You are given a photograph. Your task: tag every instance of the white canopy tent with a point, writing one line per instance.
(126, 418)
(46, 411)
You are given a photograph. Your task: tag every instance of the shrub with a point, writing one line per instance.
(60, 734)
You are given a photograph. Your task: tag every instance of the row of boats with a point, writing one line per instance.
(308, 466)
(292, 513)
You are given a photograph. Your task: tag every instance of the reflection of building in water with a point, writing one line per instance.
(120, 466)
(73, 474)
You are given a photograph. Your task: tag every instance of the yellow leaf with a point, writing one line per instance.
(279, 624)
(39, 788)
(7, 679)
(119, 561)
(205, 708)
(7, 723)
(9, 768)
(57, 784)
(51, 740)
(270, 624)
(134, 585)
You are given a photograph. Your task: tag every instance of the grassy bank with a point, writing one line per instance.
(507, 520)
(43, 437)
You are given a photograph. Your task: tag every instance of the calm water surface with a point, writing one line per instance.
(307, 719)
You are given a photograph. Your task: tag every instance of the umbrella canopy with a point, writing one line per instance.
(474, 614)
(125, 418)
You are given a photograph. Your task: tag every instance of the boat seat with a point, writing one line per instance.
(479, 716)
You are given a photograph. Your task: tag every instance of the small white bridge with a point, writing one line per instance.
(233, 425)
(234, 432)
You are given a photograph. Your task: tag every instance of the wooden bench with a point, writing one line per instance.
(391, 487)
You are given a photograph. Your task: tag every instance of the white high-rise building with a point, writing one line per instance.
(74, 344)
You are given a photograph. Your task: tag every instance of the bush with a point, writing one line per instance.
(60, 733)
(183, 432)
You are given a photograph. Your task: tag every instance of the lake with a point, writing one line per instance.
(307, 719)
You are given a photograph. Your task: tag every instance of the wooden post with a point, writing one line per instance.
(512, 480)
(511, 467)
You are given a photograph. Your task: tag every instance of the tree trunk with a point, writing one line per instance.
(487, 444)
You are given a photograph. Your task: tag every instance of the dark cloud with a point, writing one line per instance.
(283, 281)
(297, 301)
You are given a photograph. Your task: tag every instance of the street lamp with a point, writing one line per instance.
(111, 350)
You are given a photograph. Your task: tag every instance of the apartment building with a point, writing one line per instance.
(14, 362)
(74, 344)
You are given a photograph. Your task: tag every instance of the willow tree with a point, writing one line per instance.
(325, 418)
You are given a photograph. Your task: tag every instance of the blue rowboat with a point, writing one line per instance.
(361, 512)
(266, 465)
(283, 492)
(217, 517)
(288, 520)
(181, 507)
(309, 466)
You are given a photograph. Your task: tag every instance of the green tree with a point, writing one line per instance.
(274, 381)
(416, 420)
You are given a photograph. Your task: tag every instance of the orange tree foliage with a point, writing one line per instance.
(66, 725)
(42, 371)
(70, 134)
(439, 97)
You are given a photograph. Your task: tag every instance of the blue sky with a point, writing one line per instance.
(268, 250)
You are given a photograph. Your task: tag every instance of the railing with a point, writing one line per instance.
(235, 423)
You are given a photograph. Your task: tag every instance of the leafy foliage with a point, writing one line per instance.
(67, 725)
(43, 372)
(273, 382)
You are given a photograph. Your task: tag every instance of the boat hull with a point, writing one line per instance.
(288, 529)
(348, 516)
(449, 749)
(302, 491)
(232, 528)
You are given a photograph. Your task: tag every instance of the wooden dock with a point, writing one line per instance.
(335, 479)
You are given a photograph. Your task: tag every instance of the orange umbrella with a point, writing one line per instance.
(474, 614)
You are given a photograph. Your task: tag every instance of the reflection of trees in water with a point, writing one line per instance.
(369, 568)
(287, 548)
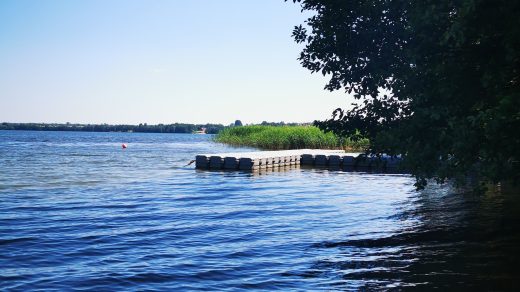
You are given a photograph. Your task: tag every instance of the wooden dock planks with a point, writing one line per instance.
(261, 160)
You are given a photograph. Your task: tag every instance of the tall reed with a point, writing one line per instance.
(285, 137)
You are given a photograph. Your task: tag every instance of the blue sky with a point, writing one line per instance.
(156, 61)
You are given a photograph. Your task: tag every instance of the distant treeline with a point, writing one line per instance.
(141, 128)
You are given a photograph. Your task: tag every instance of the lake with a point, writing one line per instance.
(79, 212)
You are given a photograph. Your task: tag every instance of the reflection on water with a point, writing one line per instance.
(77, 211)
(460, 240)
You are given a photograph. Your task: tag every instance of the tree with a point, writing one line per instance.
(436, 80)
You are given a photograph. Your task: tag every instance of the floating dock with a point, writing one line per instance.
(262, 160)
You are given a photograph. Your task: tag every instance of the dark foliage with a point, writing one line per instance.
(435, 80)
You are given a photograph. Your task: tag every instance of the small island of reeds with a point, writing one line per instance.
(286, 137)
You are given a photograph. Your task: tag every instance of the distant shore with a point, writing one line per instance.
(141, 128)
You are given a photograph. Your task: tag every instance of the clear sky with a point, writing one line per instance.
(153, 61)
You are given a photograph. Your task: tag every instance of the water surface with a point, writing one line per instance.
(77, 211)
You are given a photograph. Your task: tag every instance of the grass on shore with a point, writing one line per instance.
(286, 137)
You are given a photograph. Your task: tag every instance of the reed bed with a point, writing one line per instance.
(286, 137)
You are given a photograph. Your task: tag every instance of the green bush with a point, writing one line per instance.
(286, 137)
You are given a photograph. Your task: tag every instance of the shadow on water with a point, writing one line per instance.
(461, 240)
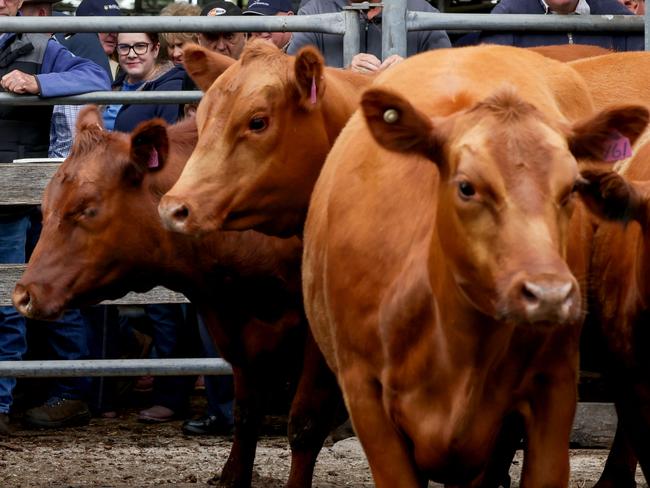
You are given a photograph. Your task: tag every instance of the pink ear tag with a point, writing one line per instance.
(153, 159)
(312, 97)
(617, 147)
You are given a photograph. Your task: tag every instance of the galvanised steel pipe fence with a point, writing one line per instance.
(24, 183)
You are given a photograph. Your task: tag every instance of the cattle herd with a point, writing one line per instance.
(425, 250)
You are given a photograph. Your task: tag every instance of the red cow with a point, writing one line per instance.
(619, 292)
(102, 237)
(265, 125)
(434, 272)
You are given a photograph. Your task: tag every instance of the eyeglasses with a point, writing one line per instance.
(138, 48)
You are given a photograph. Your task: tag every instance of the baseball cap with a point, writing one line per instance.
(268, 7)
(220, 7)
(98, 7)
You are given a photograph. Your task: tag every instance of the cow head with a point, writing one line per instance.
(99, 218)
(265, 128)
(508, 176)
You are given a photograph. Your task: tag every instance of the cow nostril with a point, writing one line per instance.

--

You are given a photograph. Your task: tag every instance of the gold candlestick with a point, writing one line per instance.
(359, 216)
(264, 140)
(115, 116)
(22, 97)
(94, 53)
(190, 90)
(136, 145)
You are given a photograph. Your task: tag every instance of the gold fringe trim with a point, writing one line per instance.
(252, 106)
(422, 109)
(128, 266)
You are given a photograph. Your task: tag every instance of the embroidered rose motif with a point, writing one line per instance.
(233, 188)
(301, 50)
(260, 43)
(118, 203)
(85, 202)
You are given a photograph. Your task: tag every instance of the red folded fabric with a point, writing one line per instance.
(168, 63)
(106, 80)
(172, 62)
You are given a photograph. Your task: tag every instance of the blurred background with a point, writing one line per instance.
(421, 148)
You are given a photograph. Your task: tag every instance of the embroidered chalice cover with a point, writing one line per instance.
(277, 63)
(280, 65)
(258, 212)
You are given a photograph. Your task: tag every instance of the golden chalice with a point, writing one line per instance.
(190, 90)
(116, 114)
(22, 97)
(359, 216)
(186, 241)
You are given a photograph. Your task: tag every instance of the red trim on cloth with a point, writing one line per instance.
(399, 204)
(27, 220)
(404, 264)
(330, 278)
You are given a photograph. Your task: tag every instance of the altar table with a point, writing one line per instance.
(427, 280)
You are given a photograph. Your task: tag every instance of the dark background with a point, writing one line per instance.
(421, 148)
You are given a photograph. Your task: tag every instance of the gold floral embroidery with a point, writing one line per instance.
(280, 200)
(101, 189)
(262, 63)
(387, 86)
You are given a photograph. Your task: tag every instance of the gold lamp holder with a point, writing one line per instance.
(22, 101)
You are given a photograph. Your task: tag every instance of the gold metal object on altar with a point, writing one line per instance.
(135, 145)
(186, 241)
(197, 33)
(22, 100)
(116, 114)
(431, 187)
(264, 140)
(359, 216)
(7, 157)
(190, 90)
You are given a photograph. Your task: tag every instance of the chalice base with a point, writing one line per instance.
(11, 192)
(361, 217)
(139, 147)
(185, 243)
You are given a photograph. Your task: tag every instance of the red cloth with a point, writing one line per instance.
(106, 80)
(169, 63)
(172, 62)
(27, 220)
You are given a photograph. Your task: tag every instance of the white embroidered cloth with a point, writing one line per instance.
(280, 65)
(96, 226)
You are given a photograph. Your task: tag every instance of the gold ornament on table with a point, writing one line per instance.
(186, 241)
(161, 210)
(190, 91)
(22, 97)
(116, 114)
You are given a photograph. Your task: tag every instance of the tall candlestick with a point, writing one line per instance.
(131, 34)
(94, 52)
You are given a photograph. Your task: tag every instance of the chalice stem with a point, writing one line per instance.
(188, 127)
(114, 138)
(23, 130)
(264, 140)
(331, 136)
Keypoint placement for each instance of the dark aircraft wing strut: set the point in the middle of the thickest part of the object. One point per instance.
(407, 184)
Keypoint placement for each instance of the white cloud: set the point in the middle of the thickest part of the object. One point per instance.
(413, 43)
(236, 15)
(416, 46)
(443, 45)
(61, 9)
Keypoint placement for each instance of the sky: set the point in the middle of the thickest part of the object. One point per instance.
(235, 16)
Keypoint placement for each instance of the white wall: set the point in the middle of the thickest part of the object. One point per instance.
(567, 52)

--

> [Directions for this task]:
Please reproduce, exactly as they appear above, the lines from the line containing "the red cow" up to and including the line containing "the cow nostril".

> [Written answer]:
You are given a photograph. Your task: tag every instance of the red cow with a point, writing one line per instance.
(619, 292)
(102, 237)
(265, 125)
(434, 272)
You are given a photograph. Your task: tag every instance of the eyeglasses with a point, writing one line per instance.
(138, 48)
You are given a photograph. Your task: tag every instance of the baseball cap with a point, writing one line per instance.
(268, 7)
(220, 7)
(98, 7)
You are given a photograph. Your task: tag every instance of the cow head with a point, writing one line per instance.
(99, 218)
(265, 128)
(508, 176)
You are given a photograph. Your task: tag every instance of the cow nostril with a point, writing one line per instance.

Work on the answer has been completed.